Brief
An exact copy of the records below is required, and it must contain no pictures.
Extracted data Start Marker
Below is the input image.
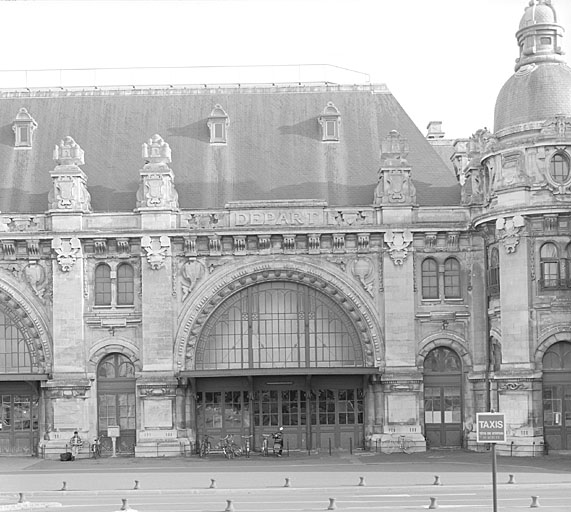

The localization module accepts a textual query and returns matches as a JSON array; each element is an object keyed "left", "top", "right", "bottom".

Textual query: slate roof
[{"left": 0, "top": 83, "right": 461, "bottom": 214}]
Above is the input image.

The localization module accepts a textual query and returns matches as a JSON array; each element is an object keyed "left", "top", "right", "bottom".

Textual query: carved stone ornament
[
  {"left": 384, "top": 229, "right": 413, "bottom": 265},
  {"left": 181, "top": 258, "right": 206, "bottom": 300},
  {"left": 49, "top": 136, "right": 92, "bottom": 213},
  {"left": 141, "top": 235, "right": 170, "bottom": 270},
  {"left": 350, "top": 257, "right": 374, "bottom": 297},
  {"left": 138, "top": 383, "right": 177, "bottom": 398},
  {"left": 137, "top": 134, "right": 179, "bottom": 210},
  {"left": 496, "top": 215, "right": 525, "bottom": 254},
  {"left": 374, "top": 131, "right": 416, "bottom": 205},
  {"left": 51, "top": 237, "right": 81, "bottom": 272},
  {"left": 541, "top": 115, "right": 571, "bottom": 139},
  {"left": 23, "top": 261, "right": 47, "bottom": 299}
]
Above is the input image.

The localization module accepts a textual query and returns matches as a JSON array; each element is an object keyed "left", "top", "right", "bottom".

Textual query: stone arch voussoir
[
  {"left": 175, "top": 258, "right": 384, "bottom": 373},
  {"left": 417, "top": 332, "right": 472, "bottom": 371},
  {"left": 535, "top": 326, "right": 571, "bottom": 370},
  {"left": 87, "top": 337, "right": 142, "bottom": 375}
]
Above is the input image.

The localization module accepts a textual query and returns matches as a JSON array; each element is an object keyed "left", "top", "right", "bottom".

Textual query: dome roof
Extracted data End Marker
Solution
Below is the input image.

The localization module accepts a textual query and returns matches as a JSON array; each element is an object keyed "left", "top", "right", "bottom".

Textual query: slate roof
[{"left": 0, "top": 83, "right": 461, "bottom": 214}]
Above is the input image.

The localization module accepts a textual query and returns matches as a JSON array; each element is an object keyed "left", "top", "right", "bottom".

Textual query: carved stone ornament
[
  {"left": 384, "top": 229, "right": 413, "bottom": 265},
  {"left": 181, "top": 258, "right": 206, "bottom": 300},
  {"left": 49, "top": 136, "right": 92, "bottom": 213},
  {"left": 141, "top": 235, "right": 170, "bottom": 270},
  {"left": 350, "top": 257, "right": 374, "bottom": 297},
  {"left": 138, "top": 383, "right": 177, "bottom": 398},
  {"left": 137, "top": 134, "right": 179, "bottom": 210},
  {"left": 496, "top": 215, "right": 525, "bottom": 254},
  {"left": 374, "top": 131, "right": 416, "bottom": 205},
  {"left": 51, "top": 237, "right": 81, "bottom": 272},
  {"left": 541, "top": 115, "right": 571, "bottom": 139},
  {"left": 23, "top": 261, "right": 47, "bottom": 299}
]
Above is the input image.

The localization module accepts a textual query and returns matches as a JSON array; each element is an object keyed "left", "top", "right", "bottom".

Textual query: stone arch voussoir
[
  {"left": 175, "top": 258, "right": 384, "bottom": 373},
  {"left": 417, "top": 332, "right": 472, "bottom": 371},
  {"left": 535, "top": 326, "right": 571, "bottom": 370},
  {"left": 87, "top": 337, "right": 142, "bottom": 375}
]
Above is the input image.

The localization module accepts a textual query and returns matches as a JSON array; each element is an object keyed "left", "top", "right", "bottom".

Textual query: dome roof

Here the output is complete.